Exercise brief
Please write out the data word for word, from its very beginning through the line that contains "[205,165,786,458]", leaving the pictures out.

Records provided

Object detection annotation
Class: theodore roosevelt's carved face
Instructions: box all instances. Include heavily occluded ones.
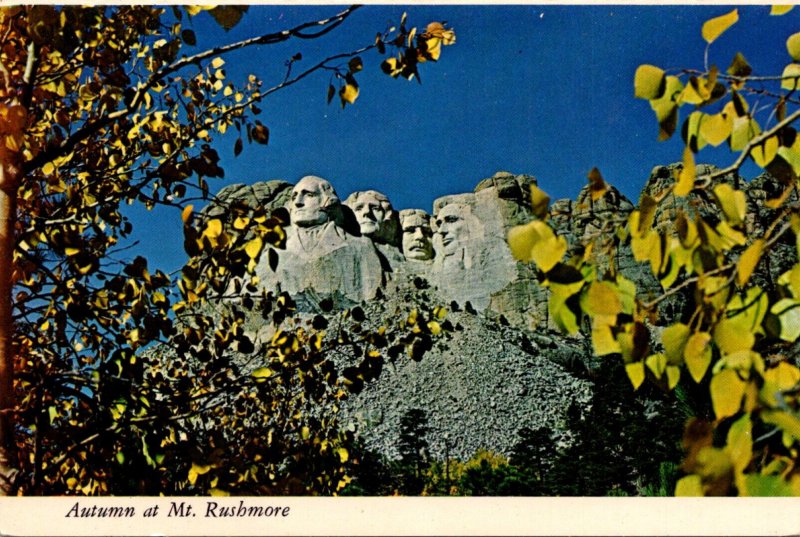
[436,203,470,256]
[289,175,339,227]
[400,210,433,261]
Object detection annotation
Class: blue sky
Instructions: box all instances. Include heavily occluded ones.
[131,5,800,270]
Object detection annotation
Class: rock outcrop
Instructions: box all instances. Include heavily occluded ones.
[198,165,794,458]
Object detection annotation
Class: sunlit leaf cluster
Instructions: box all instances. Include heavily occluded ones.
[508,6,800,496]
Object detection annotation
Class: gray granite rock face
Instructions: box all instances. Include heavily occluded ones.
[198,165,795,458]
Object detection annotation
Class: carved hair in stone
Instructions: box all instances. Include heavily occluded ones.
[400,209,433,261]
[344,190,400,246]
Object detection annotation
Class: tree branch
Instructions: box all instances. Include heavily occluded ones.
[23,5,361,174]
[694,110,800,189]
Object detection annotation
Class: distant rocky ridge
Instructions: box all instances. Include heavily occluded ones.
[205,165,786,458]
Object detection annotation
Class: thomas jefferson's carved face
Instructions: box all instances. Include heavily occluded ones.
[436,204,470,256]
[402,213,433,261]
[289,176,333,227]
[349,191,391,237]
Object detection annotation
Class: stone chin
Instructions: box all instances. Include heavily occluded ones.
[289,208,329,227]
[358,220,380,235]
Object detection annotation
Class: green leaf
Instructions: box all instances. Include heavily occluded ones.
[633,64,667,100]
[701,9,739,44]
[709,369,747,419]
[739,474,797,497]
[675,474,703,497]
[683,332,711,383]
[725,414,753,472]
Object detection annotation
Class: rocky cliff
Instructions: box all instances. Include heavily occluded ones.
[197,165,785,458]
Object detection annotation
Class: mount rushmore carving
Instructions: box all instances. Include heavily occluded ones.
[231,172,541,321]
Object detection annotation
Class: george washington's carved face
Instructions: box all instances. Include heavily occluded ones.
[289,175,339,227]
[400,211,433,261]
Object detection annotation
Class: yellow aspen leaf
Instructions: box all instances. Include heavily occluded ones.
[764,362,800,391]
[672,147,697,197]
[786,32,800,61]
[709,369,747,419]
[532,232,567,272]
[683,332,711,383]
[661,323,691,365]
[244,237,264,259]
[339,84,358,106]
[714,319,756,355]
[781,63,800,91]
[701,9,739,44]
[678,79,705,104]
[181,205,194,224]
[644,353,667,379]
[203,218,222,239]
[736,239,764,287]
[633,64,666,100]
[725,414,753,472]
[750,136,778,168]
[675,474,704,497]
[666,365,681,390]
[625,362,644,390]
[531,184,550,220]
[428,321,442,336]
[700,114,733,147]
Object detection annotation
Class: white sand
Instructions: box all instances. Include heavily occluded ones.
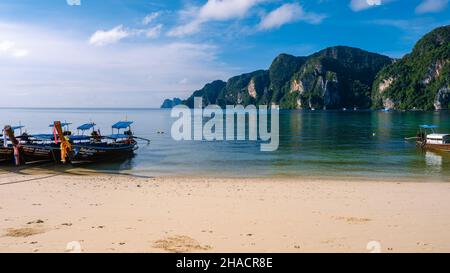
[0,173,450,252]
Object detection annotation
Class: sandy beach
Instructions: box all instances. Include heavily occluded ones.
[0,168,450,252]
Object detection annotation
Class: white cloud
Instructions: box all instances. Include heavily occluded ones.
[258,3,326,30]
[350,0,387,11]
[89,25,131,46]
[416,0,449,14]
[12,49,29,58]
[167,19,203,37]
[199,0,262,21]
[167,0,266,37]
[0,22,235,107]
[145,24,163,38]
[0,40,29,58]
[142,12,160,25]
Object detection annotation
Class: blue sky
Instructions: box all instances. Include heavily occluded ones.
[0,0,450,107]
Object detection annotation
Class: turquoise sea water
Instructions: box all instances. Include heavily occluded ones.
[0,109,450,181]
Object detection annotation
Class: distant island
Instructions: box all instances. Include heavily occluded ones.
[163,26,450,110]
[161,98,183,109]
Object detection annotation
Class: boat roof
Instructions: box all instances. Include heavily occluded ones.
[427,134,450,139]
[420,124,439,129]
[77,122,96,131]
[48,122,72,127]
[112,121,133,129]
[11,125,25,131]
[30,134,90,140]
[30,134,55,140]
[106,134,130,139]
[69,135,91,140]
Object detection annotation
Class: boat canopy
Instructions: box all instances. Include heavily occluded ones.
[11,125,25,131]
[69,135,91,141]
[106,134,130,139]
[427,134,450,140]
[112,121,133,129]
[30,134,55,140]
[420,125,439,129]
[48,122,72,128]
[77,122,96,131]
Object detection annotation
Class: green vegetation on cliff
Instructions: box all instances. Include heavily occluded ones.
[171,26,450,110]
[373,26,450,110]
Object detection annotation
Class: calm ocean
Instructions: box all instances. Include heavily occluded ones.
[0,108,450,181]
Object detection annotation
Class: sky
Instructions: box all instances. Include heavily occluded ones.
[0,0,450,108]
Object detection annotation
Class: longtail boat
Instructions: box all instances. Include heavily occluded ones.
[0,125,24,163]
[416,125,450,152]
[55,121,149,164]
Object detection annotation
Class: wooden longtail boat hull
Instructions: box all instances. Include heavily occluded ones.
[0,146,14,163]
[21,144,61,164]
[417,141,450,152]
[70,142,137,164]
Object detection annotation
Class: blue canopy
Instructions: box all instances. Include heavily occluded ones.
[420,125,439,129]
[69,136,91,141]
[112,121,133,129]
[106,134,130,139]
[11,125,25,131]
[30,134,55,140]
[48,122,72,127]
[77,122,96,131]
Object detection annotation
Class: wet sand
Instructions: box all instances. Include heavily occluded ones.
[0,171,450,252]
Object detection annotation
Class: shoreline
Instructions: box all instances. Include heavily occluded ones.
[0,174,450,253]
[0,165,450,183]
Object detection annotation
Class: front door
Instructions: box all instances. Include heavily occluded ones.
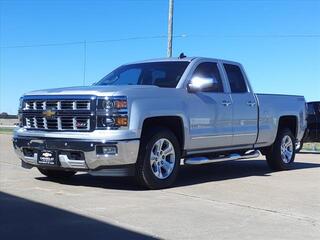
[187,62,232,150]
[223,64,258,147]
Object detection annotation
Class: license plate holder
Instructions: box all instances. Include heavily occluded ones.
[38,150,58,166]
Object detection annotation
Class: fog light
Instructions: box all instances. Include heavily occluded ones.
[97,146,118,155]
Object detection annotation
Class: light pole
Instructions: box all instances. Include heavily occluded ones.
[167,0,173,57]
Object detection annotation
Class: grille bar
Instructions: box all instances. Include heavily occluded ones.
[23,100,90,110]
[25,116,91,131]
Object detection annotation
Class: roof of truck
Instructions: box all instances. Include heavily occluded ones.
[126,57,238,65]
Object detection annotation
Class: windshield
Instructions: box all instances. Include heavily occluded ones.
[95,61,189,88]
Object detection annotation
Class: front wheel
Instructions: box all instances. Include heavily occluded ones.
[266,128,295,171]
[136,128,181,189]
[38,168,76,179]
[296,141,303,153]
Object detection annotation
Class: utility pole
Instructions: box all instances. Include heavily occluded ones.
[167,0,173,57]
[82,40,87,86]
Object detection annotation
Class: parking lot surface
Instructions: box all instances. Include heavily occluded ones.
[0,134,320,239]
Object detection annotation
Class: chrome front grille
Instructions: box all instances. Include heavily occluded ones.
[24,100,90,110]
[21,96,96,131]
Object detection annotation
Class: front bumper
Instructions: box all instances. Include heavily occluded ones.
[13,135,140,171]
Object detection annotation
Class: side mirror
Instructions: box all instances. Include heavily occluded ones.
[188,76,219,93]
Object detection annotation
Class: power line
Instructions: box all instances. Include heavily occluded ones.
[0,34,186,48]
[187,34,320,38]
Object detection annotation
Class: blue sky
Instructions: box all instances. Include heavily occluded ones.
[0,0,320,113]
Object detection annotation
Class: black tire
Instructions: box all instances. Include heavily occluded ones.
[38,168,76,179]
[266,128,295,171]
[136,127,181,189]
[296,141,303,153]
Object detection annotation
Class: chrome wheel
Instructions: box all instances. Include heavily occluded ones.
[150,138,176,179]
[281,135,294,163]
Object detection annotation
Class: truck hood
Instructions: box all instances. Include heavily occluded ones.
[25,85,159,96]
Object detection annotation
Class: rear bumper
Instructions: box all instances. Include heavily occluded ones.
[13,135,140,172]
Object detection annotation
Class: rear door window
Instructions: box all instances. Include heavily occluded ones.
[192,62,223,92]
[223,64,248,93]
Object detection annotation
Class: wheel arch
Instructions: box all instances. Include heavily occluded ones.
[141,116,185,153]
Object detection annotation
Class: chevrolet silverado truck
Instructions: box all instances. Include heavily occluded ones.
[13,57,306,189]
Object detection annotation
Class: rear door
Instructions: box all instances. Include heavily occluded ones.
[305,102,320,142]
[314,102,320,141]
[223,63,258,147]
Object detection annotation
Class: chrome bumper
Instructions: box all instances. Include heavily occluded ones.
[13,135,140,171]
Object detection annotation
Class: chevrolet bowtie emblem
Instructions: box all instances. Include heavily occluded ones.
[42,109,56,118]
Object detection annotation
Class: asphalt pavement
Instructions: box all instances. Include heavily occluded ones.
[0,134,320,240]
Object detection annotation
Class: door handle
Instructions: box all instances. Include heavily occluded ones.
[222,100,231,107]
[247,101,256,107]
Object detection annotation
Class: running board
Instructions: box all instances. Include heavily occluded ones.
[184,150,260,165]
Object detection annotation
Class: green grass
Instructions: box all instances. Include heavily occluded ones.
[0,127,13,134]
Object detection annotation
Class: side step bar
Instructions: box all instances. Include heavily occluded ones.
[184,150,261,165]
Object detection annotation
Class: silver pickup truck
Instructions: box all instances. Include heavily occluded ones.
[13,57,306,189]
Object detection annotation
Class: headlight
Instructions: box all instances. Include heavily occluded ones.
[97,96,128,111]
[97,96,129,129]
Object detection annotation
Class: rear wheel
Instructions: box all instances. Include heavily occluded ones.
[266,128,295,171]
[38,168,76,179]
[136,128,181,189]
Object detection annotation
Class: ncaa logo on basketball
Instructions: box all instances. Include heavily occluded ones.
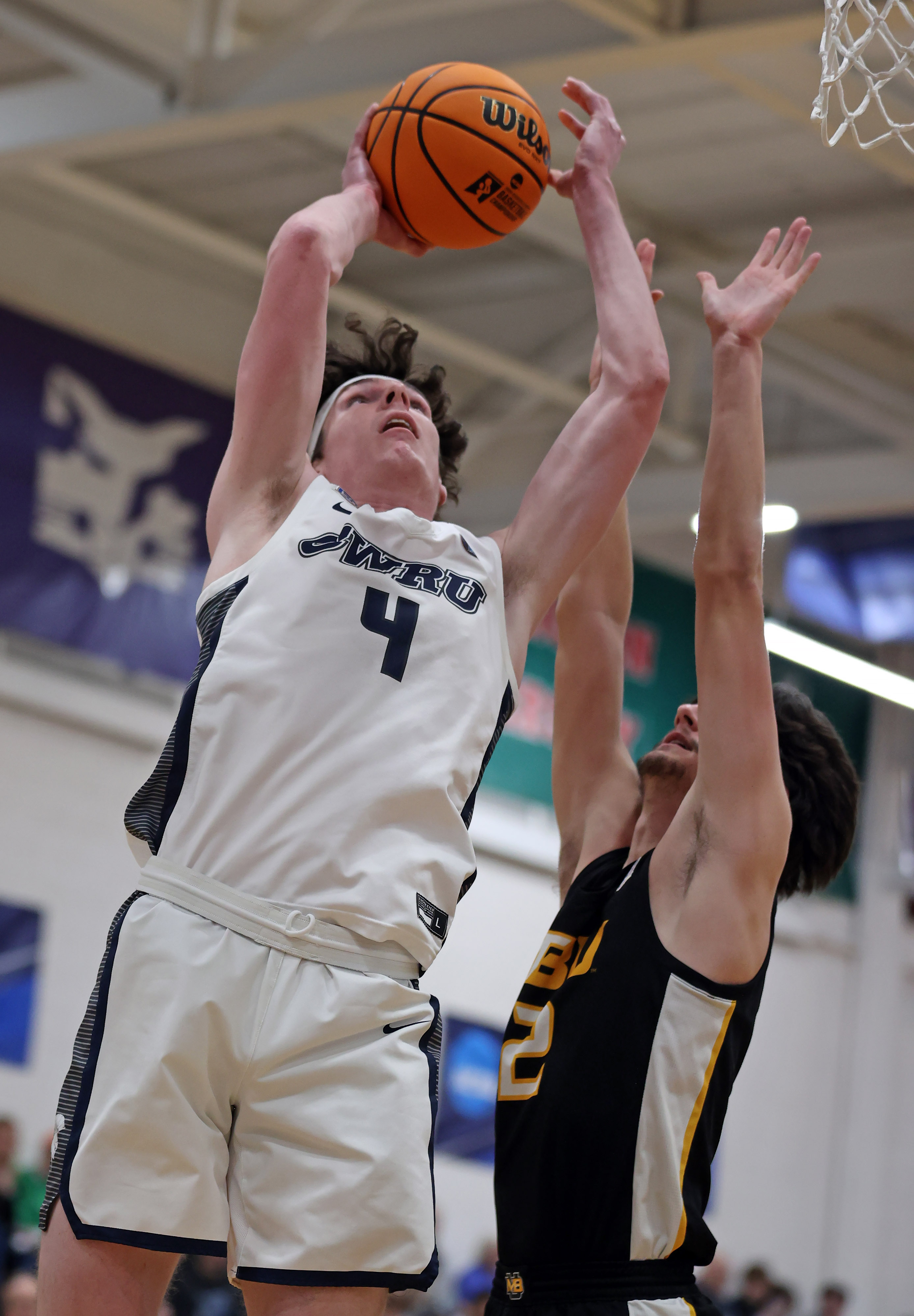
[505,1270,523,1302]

Output below
Object detection annotation
Class: theodore roosevelt's carved face
Instructions: box all instances. Include heavily occluded ones.
[436,203,470,256]
[289,175,339,227]
[400,210,433,261]
Object detection annotation
Class: blue sky
Instructions: box all instances. Include heavily occluded ones.
[131,5,800,270]
Object detection annotation
Class: rock outcrop
Instructions: box all instances. Include heavily occluded ones.
[198,165,794,458]
Object detection annotation
Class: sunlit leaf cluster
Instructions: box all instances. Include heavily occluded ones.
[508,6,800,496]
Object detection annotation
Class: gray granite rock face
Instructions: box all instances. Include heavily occluded ones.
[198,165,795,458]
Object detection annotation
Class: carved hair in stone
Instructions: box all instances. Include heavily occluded ones.
[400,209,433,261]
[344,190,400,246]
Object detection annotation
Class: tree branch
Instructions: box all instances. Include heavily occluded ones.
[23,5,361,174]
[694,110,800,189]
Object detection annotation
Class: distant rocky ridge
Instructions: box all instances. Include heavily occluded ones.
[205,165,786,458]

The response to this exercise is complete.